[Records from a collection]
◇ ◇ ◇ ◇ ◇ ◇ ◇

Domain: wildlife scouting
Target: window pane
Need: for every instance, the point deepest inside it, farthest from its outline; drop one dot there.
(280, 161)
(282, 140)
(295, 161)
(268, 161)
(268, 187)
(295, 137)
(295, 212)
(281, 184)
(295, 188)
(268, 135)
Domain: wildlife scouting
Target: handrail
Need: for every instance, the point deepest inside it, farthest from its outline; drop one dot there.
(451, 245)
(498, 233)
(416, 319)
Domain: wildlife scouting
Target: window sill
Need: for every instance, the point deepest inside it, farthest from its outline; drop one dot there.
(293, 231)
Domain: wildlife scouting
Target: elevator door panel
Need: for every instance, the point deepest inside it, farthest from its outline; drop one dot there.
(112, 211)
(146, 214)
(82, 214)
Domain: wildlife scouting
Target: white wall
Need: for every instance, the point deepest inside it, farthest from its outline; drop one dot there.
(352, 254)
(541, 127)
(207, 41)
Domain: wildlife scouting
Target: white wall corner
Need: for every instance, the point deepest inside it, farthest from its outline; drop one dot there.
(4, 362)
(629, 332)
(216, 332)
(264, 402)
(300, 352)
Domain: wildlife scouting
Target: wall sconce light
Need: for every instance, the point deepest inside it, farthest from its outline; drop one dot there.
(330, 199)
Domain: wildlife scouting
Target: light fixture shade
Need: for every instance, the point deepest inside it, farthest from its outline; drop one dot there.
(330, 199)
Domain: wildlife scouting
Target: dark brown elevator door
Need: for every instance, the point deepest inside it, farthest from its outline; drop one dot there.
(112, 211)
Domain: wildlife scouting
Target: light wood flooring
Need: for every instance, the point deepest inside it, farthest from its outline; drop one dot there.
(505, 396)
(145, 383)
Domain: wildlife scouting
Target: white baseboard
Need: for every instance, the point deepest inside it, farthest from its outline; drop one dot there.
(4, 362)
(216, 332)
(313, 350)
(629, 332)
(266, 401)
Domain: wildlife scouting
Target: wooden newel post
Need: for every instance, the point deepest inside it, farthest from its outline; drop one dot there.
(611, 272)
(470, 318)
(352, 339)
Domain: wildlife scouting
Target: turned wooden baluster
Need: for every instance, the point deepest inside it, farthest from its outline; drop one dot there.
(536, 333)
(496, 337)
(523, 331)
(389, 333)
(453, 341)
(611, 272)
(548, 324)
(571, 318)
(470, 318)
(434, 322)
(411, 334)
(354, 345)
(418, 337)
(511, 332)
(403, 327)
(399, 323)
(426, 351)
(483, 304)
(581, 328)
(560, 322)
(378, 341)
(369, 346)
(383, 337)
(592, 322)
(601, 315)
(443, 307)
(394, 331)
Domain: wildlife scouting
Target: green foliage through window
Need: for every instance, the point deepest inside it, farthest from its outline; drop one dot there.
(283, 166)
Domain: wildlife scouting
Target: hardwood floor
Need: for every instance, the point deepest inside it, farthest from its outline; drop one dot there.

◇ ◇ ◇ ◇ ◇ ◇ ◇

### Activity
Single out each line of the records above with the string "light" in it, and copy it.

### Exercise response
Target: wall sconce light
Target: light fixture shade
Target: light wood flooring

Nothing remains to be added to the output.